TO BE DONE:
Strip the pictures and reproduce the rest of the listing exactly.
====================
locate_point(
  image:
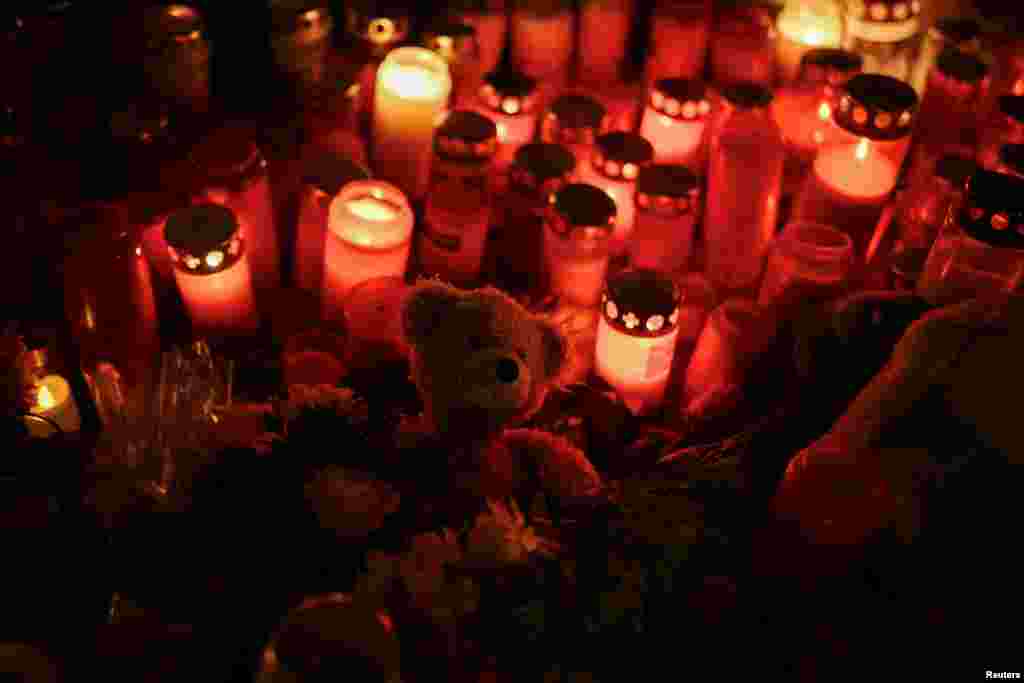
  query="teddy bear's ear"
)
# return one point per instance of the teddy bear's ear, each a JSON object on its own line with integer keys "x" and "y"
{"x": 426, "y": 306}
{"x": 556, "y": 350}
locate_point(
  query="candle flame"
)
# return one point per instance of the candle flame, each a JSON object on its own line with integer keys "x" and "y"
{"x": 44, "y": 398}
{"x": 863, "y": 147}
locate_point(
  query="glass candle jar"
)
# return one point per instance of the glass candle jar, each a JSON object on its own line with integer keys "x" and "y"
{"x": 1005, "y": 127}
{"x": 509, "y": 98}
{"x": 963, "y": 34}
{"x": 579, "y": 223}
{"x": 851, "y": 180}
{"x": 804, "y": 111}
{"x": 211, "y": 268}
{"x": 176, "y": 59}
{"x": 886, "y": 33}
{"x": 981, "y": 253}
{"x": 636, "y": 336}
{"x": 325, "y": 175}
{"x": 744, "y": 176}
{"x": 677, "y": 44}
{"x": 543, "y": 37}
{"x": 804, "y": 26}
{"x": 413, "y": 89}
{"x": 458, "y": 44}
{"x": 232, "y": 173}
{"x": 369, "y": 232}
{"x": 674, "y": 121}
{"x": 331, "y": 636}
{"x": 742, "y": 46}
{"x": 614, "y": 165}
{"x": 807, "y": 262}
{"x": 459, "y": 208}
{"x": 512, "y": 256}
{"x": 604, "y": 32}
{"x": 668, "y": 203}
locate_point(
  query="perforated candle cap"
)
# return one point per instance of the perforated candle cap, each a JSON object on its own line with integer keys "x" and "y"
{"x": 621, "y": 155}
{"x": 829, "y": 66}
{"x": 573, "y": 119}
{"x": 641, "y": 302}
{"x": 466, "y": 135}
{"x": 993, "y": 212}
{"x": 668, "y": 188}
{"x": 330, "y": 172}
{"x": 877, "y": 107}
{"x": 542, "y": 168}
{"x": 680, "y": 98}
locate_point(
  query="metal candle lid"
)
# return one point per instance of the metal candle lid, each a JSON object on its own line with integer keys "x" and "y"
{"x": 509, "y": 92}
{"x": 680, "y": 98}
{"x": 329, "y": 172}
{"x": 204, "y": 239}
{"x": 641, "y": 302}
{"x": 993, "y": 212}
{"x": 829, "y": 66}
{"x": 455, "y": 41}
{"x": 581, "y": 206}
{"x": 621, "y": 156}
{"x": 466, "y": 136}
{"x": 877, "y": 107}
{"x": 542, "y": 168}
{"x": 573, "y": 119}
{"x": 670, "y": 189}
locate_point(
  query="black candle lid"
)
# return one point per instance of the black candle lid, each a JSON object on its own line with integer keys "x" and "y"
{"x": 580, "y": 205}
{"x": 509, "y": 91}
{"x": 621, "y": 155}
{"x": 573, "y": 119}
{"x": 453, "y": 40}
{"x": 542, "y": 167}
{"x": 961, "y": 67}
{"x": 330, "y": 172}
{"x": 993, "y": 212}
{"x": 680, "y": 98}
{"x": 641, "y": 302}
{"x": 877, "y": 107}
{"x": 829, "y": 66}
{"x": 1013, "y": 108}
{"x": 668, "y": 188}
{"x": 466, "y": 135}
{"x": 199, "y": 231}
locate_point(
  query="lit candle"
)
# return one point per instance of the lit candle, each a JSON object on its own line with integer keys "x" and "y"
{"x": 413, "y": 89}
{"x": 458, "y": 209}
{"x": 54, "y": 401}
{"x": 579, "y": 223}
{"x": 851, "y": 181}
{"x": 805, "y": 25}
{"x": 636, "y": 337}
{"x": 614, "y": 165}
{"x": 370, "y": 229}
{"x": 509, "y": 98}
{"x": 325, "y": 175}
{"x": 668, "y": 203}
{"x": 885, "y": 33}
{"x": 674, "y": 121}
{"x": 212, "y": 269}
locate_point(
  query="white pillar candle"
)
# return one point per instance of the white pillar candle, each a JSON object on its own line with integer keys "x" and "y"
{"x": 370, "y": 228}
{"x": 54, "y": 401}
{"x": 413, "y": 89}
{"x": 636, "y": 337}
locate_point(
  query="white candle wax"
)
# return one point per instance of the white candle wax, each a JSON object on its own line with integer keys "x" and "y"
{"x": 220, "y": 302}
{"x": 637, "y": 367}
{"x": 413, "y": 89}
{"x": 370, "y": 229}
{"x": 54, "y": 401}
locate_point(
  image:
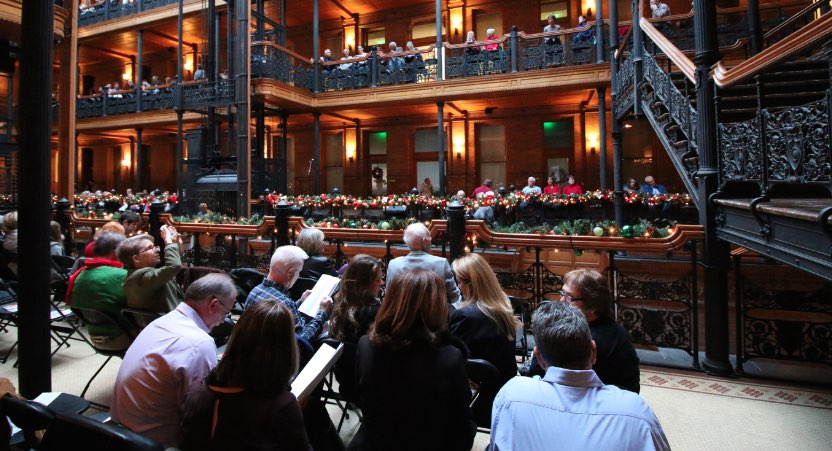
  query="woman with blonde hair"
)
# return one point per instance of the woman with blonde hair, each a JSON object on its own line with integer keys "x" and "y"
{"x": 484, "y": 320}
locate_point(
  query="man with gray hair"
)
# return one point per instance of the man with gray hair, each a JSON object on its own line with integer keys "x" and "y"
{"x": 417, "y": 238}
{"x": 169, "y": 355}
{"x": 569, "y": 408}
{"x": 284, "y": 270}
====================
TASK ANSWER:
locate_point(
  image:
  query="teddy bear's ear"
)
# return one point per instance of the teddy bear's ear, each a JSON object on its own line with integer keys "x" and "y"
{"x": 426, "y": 306}
{"x": 556, "y": 350}
locate_point(
  query="candle flame"
)
# return one point per instance of the candle flame, each a JSON object on its own line with integer keys "x" and "y"
{"x": 44, "y": 398}
{"x": 863, "y": 147}
locate_point(
  query="glass candle jar"
)
# return one point per instance of the glass candle jar, each a JSON object on its own line with integer keys "x" and "y"
{"x": 1005, "y": 127}
{"x": 509, "y": 98}
{"x": 963, "y": 34}
{"x": 579, "y": 223}
{"x": 851, "y": 180}
{"x": 804, "y": 111}
{"x": 211, "y": 268}
{"x": 176, "y": 59}
{"x": 886, "y": 33}
{"x": 981, "y": 253}
{"x": 636, "y": 336}
{"x": 325, "y": 175}
{"x": 744, "y": 176}
{"x": 677, "y": 44}
{"x": 543, "y": 37}
{"x": 804, "y": 26}
{"x": 413, "y": 89}
{"x": 458, "y": 44}
{"x": 232, "y": 173}
{"x": 369, "y": 232}
{"x": 674, "y": 121}
{"x": 331, "y": 636}
{"x": 742, "y": 46}
{"x": 614, "y": 165}
{"x": 807, "y": 262}
{"x": 459, "y": 208}
{"x": 512, "y": 256}
{"x": 604, "y": 32}
{"x": 668, "y": 203}
locate_point(
  query="perforated candle cap"
)
# return one point per instance of the perforated candle cap, each a JSON object on its own line with integer keys "x" and "y"
{"x": 621, "y": 155}
{"x": 829, "y": 66}
{"x": 573, "y": 119}
{"x": 641, "y": 302}
{"x": 466, "y": 135}
{"x": 993, "y": 212}
{"x": 668, "y": 188}
{"x": 330, "y": 172}
{"x": 877, "y": 107}
{"x": 542, "y": 168}
{"x": 680, "y": 98}
locate_point(
  query="metal candle lid"
)
# return one point per instance of the metal candle lid, each a JSON object on its own line with integer keys "x" and "y"
{"x": 509, "y": 92}
{"x": 680, "y": 98}
{"x": 329, "y": 172}
{"x": 204, "y": 239}
{"x": 641, "y": 302}
{"x": 993, "y": 212}
{"x": 829, "y": 66}
{"x": 455, "y": 41}
{"x": 581, "y": 206}
{"x": 621, "y": 156}
{"x": 466, "y": 136}
{"x": 877, "y": 107}
{"x": 542, "y": 168}
{"x": 573, "y": 119}
{"x": 670, "y": 189}
locate_point(
  query="black candle lid"
)
# return one point per instance of the black candle lid, each a JSON object on its own line with integer keys "x" and "y"
{"x": 580, "y": 205}
{"x": 509, "y": 91}
{"x": 621, "y": 155}
{"x": 573, "y": 119}
{"x": 453, "y": 40}
{"x": 542, "y": 167}
{"x": 961, "y": 67}
{"x": 330, "y": 172}
{"x": 993, "y": 212}
{"x": 680, "y": 98}
{"x": 641, "y": 302}
{"x": 877, "y": 107}
{"x": 829, "y": 66}
{"x": 1013, "y": 108}
{"x": 668, "y": 188}
{"x": 466, "y": 135}
{"x": 199, "y": 231}
locate_point(
  query="lit candle"
)
# return one point per instance of the lit candle, each a JSON object on its own line with integer keys "x" and "y"
{"x": 413, "y": 89}
{"x": 458, "y": 209}
{"x": 54, "y": 401}
{"x": 579, "y": 223}
{"x": 851, "y": 181}
{"x": 805, "y": 25}
{"x": 636, "y": 337}
{"x": 614, "y": 165}
{"x": 370, "y": 229}
{"x": 509, "y": 98}
{"x": 325, "y": 175}
{"x": 668, "y": 203}
{"x": 885, "y": 33}
{"x": 674, "y": 121}
{"x": 212, "y": 269}
locate_point(
  query="white pillar candle"
)
# return one point per instance of the white pillar candle, each a JSON object on its own line with integer keys "x" and "y"
{"x": 370, "y": 228}
{"x": 54, "y": 401}
{"x": 413, "y": 89}
{"x": 636, "y": 337}
locate_point(
  query="white candle wax"
)
# return one point per instance of the white candle wax, each a JSON object on its own line with integer keys "x" and "y"
{"x": 220, "y": 302}
{"x": 637, "y": 367}
{"x": 413, "y": 89}
{"x": 370, "y": 229}
{"x": 54, "y": 401}
locate_point(
  image:
  query="woman with blonde hair"
)
# return one point per instance of the woman with blonde hair, each a JSON object on its own line with integer keys "x" and "y"
{"x": 484, "y": 320}
locate_point(
  query="man with gray hair"
)
# return one point per instance of the man with gray hair, each a JSON object on its own line with integer keys "x" and "y"
{"x": 417, "y": 238}
{"x": 169, "y": 355}
{"x": 569, "y": 408}
{"x": 284, "y": 270}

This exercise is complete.